> [EXERCISES]:
1. From the passage on static typing in Eiffel, extract the words starting at "This is easy" and ending at "class is D.)".
2. Continue the passage on static typing in Eiffel, picking up after its final sentence.

> [EXCERPT TO READ]:

It is hardly necessary to emphasize the importance of static typing. Anyone concerned with software reliability knows how much more expensive it is to detect errors late in the lifecycle. This is confirmed quantitatively by Barry Boehm's well-known studies:

This insistence that the language should permit static type checking is one of the major differences between Eiffel and Smalltalk, and the Smalltalk policy is one of the reasons why I think Smalltalk is inappropriate for serious industrial developments. After all, run time is a little late to find out whether you have a landing gear.

For static type checking to be possible, the language must be designed accordingly. Here are the basic rules as they exist in Eiffel, which at first sight seem to allow a compiler, global or incremental, to ascertain type safety. More details can be found in the official reference on Eiffel: the book Eiffel: The Language (Prentice Hall, 1992).

Simplifying a little, there are three rules; one applies to declarations, the second to feature calls, and the third to attachments, that is to say assignments and argument passing.

First, we require that every entity be declared with a certain type:


				Declaration rule

Every entity must be declared as being of a certain type.


For example:




Only to the inexperienced will this appear to be constraining. Seasoned software engineers know that software written once is read and rewritten many times, and that the small effort of declaring the type of every entity is generously repaid by the readability that such declarations bring to the software text.

Next, for what we have called the basic operation of object-oriented computing, we require that any feature call use a feature that exists in the base class of the target x:


                  Call rule

If a class C contains the call

   x.f (...)

there must be a feature of name f in the base class of the type
of x, and that feature must be available (exported) to C.


This is easy to determine thanks to the preceding rule, which causes the type of x to be known clearly and unambiguously to anyone who reads the class text.

(A note for readers familiar with C++: in that language the term "base class" is used in the sense of parent class. Here "base class" is the Eiffel term denoting the class on which a type is based. For example a non-generic class C is its own base class; for a type D [T], where D is a generic class, the base class is D.)

Finally, we have a rule regarding attachment: for any assignment of an expression y to an entity x, the type of y must be compatible with the type of x.


                   Attachment rule

In an assignment x := y, or the corresponding argument passing,
the base class of the type of y must be a descendant of that of x.


In a classical language such as Pascal or Ada, this would mean that the types are identical. Thanks to inheritance the requirement is more flexible here: the type of y may be any descendant, in the sense of inheritance, of the type of x. The same rule applies to the case in which x is a formal argument to a routine and y is the corresponding actual argument in a call. The term "attachment" covers both cases -- assignment and actual-to-formal association.

In a simple world these rules would suffice. They are easy for a software developer to understand, and easy for a compiler to implement. In particular, the compiler can check them incrementally. One of the achievements of ISE's Eiffel compiler development, known as the Melting Ice technology (as part of the EiffelBench graphical development environment) has been to show that it is possible to guarantee type checking and efficient code generation, as in compiled environments, while avoiding the long edit-compile-link-execute cycles traditionally required in such environments; using Eiffel, one can get the fast turnaround that people have come to associate with Lisp and Smalltalk while preserving efficient code generation and static type checking.

(Portion of a data file)
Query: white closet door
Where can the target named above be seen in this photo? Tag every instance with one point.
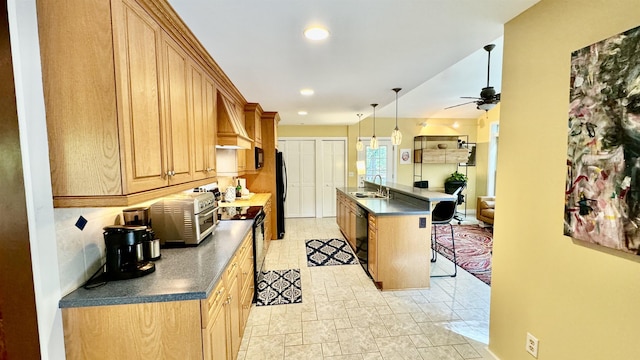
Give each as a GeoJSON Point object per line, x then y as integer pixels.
{"type": "Point", "coordinates": [333, 173]}
{"type": "Point", "coordinates": [300, 157]}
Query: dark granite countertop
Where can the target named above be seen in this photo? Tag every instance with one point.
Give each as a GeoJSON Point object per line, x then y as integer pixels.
{"type": "Point", "coordinates": [404, 200]}
{"type": "Point", "coordinates": [428, 194]}
{"type": "Point", "coordinates": [188, 273]}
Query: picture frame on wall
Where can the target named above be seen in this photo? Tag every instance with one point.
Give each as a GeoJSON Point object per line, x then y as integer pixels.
{"type": "Point", "coordinates": [405, 156]}
{"type": "Point", "coordinates": [602, 190]}
{"type": "Point", "coordinates": [471, 147]}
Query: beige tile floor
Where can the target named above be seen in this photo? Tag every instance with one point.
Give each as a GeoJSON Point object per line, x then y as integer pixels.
{"type": "Point", "coordinates": [343, 315]}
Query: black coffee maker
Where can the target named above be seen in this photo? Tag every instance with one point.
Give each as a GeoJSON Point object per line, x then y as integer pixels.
{"type": "Point", "coordinates": [124, 252]}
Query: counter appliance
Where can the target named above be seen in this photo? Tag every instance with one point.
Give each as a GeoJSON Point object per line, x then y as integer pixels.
{"type": "Point", "coordinates": [123, 244]}
{"type": "Point", "coordinates": [140, 217]}
{"type": "Point", "coordinates": [184, 219]}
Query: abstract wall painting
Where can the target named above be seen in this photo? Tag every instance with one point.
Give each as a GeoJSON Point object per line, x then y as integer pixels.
{"type": "Point", "coordinates": [602, 195]}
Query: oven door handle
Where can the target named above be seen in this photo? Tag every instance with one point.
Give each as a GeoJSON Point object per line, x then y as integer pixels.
{"type": "Point", "coordinates": [209, 213]}
{"type": "Point", "coordinates": [260, 219]}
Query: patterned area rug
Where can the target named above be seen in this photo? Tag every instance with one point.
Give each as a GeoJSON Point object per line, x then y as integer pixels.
{"type": "Point", "coordinates": [321, 252]}
{"type": "Point", "coordinates": [279, 287]}
{"type": "Point", "coordinates": [473, 248]}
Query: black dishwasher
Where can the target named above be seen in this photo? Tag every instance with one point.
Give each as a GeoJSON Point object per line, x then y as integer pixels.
{"type": "Point", "coordinates": [362, 237]}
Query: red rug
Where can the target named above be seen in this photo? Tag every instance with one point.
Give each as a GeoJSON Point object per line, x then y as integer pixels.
{"type": "Point", "coordinates": [473, 248]}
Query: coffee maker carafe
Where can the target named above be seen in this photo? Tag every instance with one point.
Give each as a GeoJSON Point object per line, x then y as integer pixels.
{"type": "Point", "coordinates": [124, 252]}
{"type": "Point", "coordinates": [150, 244]}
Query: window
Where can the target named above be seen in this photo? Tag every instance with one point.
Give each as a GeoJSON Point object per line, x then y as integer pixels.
{"type": "Point", "coordinates": [376, 162]}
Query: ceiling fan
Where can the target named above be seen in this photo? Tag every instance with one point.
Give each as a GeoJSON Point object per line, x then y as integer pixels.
{"type": "Point", "coordinates": [488, 97]}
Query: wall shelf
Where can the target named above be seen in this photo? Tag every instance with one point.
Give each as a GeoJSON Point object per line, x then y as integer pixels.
{"type": "Point", "coordinates": [439, 149]}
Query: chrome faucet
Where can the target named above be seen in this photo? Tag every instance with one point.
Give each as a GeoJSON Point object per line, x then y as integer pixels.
{"type": "Point", "coordinates": [374, 181]}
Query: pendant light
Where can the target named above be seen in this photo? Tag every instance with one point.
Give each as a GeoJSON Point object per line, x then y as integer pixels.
{"type": "Point", "coordinates": [359, 144]}
{"type": "Point", "coordinates": [396, 135]}
{"type": "Point", "coordinates": [374, 141]}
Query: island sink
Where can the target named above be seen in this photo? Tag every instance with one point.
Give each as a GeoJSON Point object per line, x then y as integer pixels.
{"type": "Point", "coordinates": [368, 195]}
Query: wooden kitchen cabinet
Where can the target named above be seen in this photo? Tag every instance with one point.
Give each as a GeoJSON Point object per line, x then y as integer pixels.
{"type": "Point", "coordinates": [372, 246]}
{"type": "Point", "coordinates": [215, 311]}
{"type": "Point", "coordinates": [178, 127]}
{"type": "Point", "coordinates": [207, 329]}
{"type": "Point", "coordinates": [346, 218]}
{"type": "Point", "coordinates": [399, 251]}
{"type": "Point", "coordinates": [122, 111]}
{"type": "Point", "coordinates": [351, 224]}
{"type": "Point", "coordinates": [202, 105]}
{"type": "Point", "coordinates": [253, 117]}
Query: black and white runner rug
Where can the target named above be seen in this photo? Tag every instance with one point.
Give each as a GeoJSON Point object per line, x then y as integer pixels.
{"type": "Point", "coordinates": [321, 252]}
{"type": "Point", "coordinates": [279, 287]}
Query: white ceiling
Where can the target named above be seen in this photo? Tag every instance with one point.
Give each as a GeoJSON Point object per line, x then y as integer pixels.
{"type": "Point", "coordinates": [430, 48]}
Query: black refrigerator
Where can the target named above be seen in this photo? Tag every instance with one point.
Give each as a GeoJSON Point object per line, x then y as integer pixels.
{"type": "Point", "coordinates": [281, 191]}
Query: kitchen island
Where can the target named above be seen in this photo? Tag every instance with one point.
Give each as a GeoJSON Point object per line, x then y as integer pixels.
{"type": "Point", "coordinates": [194, 306]}
{"type": "Point", "coordinates": [393, 242]}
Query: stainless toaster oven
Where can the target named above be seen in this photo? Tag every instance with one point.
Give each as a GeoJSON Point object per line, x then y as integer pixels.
{"type": "Point", "coordinates": [184, 219]}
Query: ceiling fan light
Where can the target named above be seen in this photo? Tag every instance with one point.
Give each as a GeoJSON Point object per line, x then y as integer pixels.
{"type": "Point", "coordinates": [396, 137]}
{"type": "Point", "coordinates": [316, 33]}
{"type": "Point", "coordinates": [373, 144]}
{"type": "Point", "coordinates": [486, 106]}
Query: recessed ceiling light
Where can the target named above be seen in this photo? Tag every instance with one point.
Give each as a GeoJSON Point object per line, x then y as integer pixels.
{"type": "Point", "coordinates": [316, 33]}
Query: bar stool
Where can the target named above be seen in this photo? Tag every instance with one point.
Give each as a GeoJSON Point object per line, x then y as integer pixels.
{"type": "Point", "coordinates": [443, 213]}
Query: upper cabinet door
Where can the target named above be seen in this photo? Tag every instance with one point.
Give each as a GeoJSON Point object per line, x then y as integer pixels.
{"type": "Point", "coordinates": [212, 124]}
{"type": "Point", "coordinates": [137, 54]}
{"type": "Point", "coordinates": [196, 110]}
{"type": "Point", "coordinates": [177, 121]}
{"type": "Point", "coordinates": [203, 112]}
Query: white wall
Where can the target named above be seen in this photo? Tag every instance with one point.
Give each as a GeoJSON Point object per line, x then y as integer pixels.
{"type": "Point", "coordinates": [23, 28]}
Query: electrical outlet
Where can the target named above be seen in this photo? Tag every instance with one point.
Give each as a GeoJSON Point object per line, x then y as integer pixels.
{"type": "Point", "coordinates": [532, 345]}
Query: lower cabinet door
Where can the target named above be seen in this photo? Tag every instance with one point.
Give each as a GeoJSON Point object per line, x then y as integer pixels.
{"type": "Point", "coordinates": [234, 315]}
{"type": "Point", "coordinates": [214, 337]}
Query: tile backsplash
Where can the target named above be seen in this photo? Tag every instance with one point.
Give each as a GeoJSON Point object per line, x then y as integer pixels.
{"type": "Point", "coordinates": [82, 252]}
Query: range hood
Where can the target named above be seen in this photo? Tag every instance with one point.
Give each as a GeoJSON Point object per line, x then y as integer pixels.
{"type": "Point", "coordinates": [231, 131]}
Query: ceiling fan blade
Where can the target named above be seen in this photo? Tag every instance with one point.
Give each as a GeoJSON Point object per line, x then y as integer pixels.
{"type": "Point", "coordinates": [467, 103]}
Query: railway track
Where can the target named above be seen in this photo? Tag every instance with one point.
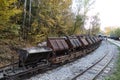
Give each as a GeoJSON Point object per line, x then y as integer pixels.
{"type": "Point", "coordinates": [91, 72]}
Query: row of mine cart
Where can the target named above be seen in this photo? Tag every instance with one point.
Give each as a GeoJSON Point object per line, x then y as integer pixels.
{"type": "Point", "coordinates": [58, 50]}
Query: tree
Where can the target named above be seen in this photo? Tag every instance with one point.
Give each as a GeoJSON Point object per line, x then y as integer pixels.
{"type": "Point", "coordinates": [8, 9]}
{"type": "Point", "coordinates": [95, 25]}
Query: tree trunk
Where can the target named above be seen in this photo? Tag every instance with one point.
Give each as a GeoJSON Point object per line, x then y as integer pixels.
{"type": "Point", "coordinates": [24, 21]}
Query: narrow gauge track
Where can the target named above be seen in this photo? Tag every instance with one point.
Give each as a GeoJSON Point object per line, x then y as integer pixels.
{"type": "Point", "coordinates": [96, 69]}
{"type": "Point", "coordinates": [26, 73]}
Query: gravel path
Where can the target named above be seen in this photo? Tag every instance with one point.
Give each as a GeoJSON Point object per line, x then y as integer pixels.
{"type": "Point", "coordinates": [68, 71]}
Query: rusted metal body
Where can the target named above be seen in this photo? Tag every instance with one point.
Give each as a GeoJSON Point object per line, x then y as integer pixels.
{"type": "Point", "coordinates": [60, 49]}
{"type": "Point", "coordinates": [56, 50]}
{"type": "Point", "coordinates": [34, 55]}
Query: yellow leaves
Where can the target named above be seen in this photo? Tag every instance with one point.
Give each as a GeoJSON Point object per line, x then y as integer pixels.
{"type": "Point", "coordinates": [42, 16]}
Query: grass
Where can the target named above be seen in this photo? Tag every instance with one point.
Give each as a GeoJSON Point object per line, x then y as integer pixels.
{"type": "Point", "coordinates": [116, 73]}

> [OUTPUTS FOR THE TASKS]:
1.
This is easy to determine thanks to the preceding rule, which causes the type of x to be known clearly and unambiguously to anyone who reads the class text.

(A note for readers familiar with C++: in that language the term "base class" is used in the sense of parent class. Here "base class" is the Eiffel term denoting the class on which a type is based. For example a non-generic class C is its own base class; for a type D [T], where D is a generic class, the base class is D.)

2.
Strangely enough, one encounters objections to the static typing approach. These objections do not hold on further examination, but they do highlight the set of properties that must be satisfied by a realistic use of static typing.

First, there is no such thing as "a little bit statically typed", any more than "a little bit pregnant". Either the language is statically typed or it is not. The C++ approach, where you can still "cast" -- that is to say convert -- a value into just about any type, defeats in my view the principle of static typing. For one thing, it makes garbage collection, a required component of serious object-oriented computing, very difficult if not impossible.

Second, a statically typed language requires multiple inheritance. The objection against typing often heard from people with a Smalltalk background is that it prevents one from looking at objects in different ways. For example an object of type DOCUMENT might need to be transmitted over a network, and so will need the features associated with objects of type MESSAGE.

But this is a problem only in languages such as Smalltalk that do not permit multiple inheritance. Multiple inheritance, of course, must be handled properly, with mechanisms as in Eiffel for taking care of name clashes, conflicting redefinitions, and potential ambiguities in repeated inheritance. I mention this because one still encounters people who have been told that multiple inheritance is tricky or dangerous; such views are usually promoted by programmers using languages that do not permit multiple inheritance, and are about as convincing as opinions on sex emanating from the Papal nuncio.

Next, static typing requires genericity, so that we can define flexible yet type-wise safe container data structures. For example a list class will be defined as

class LIST [G] ...

Genericity in some cases, needs to be constrained, allowing us to apply certain operations to entities of a generic type. For example if a generic class VECTOR has an addition operation, it requires an addition also to be available on entities of type G, the generic parameter. This is achieved by associating with G a generic constraint NUMERIC:

class VECTOR [G --> NUMERIC] ...

meaning that any actual generic parameter used for VECTOR must be a descendant of this class NUMERIC, which has the required operations such as "plus" and "minus".

We also need a mechanism of assignment attempt. This makes it possible to check that a certain object, usually obtained from the outside world, for example a database or a network, has the expected type. The assignment attempt x ?=y will assign to x the value of y if it is of a compatible type, but otherwise will make x void. This instruction is one of the Eiffel inventions of which we can be proudest. Some of you may be familiar with a similar mechanism that has more recently been proposed for C++ under the name type-safe downcasting.

Also necessary are assertions, associated, as part of the idea of Design by Contract, with classes and features. Assertions make it possible to describe the semantic constraints which cannot be captured by type specifications.

Finally, a realistic object-oriented type system will require two mechanisms that will be described in more detail shortly: covariance, which governs how we can redefine the signatures of routines, and anchored declarations, of the form

y: like x

which avoid endless type redeclarations.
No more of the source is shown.